▶ _Given passage_
begin
Meinhard is a municipality in the Werra-Meißner-Kreis in Hesse, Germany.

Geography

Location
The community lies in the North Hesse Low Mountain Range landscape on the edge of the Werra valley, 3 km from the district seat of Eschwege.

Near Meinhard-Frieda, the Frieda empties into the Werra. After heavy rainfall, it can swell into a fast-running river that can wash the bank of the Werra away. On the bank facing Meinhard-Jestädt, the Wehre empties into the Werra.

Neighbouring communities
Meinhard borders in the northeast and the east on the communities of Volkerode, Pfaffschwende, Kella and Geismar (all four in Thuringia’s Eichsfeld district), in the southeast on the town of Wanfried, in the south and west on the town of Eschwege and in the northwest on the town of Bad Sooden-Allendorf (all three in the Werra-Meißner-Kreis).

Constituent communities
The community’s seven Ortsteile are Frieda, Grebendorf (administrative seat), Hitzelrode, Jestädt, Neuerode, Motzenrode and Schwebda.

Politics

Community council

The municipal election held on 26 March 2006 yielded the following results:

Mayor
2002–2013: Hans Giller (SPD)
end
▶ _Record set_
begin
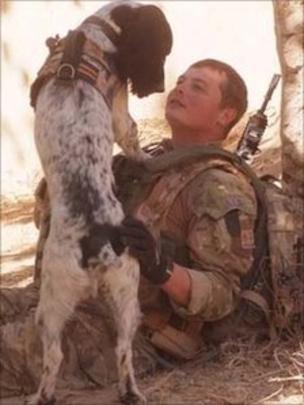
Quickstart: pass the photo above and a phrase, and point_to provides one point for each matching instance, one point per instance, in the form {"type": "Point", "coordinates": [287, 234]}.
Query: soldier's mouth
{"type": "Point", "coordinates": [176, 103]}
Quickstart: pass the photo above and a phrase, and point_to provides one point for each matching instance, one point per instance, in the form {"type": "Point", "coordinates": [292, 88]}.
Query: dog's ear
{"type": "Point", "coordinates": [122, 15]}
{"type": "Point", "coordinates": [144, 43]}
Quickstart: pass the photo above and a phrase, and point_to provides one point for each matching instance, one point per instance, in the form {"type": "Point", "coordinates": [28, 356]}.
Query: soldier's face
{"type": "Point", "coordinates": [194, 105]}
end
begin
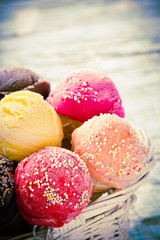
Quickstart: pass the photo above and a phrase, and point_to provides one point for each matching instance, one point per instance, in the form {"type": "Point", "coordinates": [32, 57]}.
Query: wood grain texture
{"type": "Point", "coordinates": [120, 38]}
end
▶ _Problems and tasks_
(a) Answer these questions from the text on Meinhard, one per line:
(i) How far is the community from the district seat of Eschwege?
(ii) Which Ortsteil is the administrative seat?
(iii) Who was mayor from 2002 to 2013?
(b) Identify every line of the rows that contains the word "soldier", and copy each one.

▶ _Answers to the exercise_
(a)
(i) 3 km
(ii) Grebendorf
(iii) Hans Giller (SPD)

(b)
Query: soldier's mouth
Query: soldier's face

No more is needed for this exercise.